How many of the lines below contain the string "plastic", with uppercase and lowercase treated as different? Give only the number.

- **Data entries**
• • • • • • •

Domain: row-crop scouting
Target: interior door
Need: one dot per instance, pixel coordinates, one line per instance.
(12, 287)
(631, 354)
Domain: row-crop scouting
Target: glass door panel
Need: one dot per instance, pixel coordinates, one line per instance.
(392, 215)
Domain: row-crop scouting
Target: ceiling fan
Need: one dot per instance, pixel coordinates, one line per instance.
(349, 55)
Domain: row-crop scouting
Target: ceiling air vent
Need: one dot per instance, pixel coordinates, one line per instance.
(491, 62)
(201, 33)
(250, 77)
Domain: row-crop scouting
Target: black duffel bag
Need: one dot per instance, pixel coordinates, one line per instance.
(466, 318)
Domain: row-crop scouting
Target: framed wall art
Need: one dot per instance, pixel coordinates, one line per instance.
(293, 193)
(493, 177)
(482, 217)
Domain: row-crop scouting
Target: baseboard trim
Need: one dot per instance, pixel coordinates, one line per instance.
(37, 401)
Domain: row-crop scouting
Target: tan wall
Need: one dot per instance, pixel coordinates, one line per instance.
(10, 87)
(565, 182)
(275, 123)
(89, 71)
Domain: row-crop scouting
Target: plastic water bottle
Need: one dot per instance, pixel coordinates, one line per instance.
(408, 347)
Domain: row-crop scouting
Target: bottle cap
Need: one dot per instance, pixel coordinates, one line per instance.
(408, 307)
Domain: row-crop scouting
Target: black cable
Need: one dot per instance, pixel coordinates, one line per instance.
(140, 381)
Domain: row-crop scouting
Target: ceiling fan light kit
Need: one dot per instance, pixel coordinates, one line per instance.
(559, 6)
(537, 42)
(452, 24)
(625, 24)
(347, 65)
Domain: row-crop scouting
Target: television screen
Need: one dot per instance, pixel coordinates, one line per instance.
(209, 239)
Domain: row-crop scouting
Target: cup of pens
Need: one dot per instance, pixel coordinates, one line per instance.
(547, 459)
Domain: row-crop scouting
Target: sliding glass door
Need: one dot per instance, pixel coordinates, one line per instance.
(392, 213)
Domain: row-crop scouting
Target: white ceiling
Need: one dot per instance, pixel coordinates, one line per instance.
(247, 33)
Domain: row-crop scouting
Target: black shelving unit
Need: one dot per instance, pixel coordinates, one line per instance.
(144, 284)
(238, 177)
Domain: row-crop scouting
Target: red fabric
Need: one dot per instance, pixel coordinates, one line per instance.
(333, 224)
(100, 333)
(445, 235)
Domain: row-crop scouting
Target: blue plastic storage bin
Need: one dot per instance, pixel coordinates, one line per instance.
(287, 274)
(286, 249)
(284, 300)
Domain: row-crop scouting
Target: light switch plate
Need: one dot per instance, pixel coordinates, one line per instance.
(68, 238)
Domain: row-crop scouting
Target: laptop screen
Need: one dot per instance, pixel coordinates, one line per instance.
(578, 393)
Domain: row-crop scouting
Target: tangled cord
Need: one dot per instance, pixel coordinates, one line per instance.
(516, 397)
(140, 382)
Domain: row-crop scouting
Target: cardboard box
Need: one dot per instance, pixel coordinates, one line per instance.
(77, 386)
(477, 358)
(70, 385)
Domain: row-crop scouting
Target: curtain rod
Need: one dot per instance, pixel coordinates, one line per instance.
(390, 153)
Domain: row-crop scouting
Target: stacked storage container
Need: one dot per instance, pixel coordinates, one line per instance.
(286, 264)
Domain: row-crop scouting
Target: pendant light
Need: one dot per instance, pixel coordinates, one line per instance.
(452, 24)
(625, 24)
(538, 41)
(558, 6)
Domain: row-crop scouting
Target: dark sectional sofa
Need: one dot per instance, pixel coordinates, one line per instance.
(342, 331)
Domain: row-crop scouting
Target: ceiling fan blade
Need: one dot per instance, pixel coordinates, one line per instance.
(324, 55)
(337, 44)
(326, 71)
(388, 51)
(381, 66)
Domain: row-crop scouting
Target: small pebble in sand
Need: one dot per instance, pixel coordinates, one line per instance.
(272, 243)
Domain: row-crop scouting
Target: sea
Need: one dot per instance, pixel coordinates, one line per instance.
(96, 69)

• • • • • • •

- **Task output**
2